[Records from a dataset]

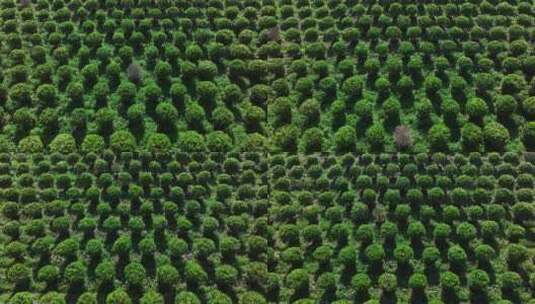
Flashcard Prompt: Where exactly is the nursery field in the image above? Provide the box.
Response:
[0,0,535,304]
[0,0,535,153]
[0,151,535,304]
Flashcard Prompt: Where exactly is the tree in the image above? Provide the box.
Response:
[139,290,164,304]
[522,121,535,151]
[468,269,490,291]
[6,263,31,286]
[106,288,132,304]
[334,126,357,152]
[110,130,136,153]
[483,122,510,151]
[146,133,172,153]
[286,268,310,292]
[427,123,451,151]
[50,134,76,154]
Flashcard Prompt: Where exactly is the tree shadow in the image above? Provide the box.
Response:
[380,291,397,304]
[411,289,430,304]
[65,284,85,303]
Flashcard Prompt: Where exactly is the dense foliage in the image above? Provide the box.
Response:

§ Aim of the task
Copy every line of the material above word for word, leaving out the pictures.

§ Completed task
Flashcard Prompt: Where exactly is the nursery field in the image above? Provide the box.
Response:
[0,0,535,304]
[0,0,535,153]
[0,151,535,304]
Flashcard Prompt: Where exactly is the tree in the image above? Provide the box.
Response:
[139,290,164,304]
[522,121,535,151]
[468,269,490,291]
[6,263,31,286]
[106,288,132,304]
[334,126,357,152]
[110,130,136,153]
[483,122,510,151]
[146,133,172,153]
[286,268,310,292]
[427,123,451,151]
[50,134,76,154]
Flashcard Prompt: Where exactly is the tree shadow in the image above? Provide the box.
Response:
[380,291,397,304]
[411,289,430,304]
[65,284,85,303]
Flashcard Prompt: Where exactly is the dense foliage in the image above? Provide the box.
Response:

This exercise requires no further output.